* _WHAT THIS TASK INVOLVES_
Rewrite the records with "Result:" switched to "Output:" wherever it appears, keeping everything else the same.

* _MATERIAL PROVIDED_
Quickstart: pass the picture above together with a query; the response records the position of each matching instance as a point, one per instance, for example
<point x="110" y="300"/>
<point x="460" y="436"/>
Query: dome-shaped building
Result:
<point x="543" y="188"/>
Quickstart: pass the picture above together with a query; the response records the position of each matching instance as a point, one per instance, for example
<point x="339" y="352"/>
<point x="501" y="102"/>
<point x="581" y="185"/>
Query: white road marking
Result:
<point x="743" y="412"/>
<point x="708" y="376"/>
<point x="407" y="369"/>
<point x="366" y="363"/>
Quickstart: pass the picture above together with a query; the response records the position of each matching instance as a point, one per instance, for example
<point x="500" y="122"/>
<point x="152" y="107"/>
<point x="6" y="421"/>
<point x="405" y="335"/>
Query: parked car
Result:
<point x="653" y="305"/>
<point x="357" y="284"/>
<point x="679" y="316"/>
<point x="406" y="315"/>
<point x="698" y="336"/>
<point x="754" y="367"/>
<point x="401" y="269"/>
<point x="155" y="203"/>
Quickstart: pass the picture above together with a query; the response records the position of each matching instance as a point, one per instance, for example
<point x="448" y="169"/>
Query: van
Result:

* _SOLVED EXERCISE_
Quickstart: pass the picture above together with a query; the response records the position of each matching instance as a point, one per instance, for example
<point x="110" y="300"/>
<point x="460" y="436"/>
Query: dome-shaped building
Output:
<point x="543" y="188"/>
Quickstart: pass the picture above together with a query; the response records the position of each matching instance as a point, one per instance, for example
<point x="339" y="352"/>
<point x="501" y="102"/>
<point x="581" y="185"/>
Query: white road marking
Output:
<point x="743" y="412"/>
<point x="708" y="376"/>
<point x="407" y="369"/>
<point x="366" y="363"/>
Quickstart: pass the picture above together with a query; the response records the position of each matching instance as a point, one per instance, for example
<point x="500" y="122"/>
<point x="152" y="107"/>
<point x="6" y="421"/>
<point x="405" y="335"/>
Query: parked car
Output:
<point x="653" y="305"/>
<point x="357" y="284"/>
<point x="679" y="316"/>
<point x="406" y="315"/>
<point x="698" y="336"/>
<point x="754" y="367"/>
<point x="401" y="269"/>
<point x="155" y="203"/>
Quickstart: pass the picture above together with a query; the response records the position of each matching instance as a point, one per instance, for example
<point x="448" y="169"/>
Query: van
Output:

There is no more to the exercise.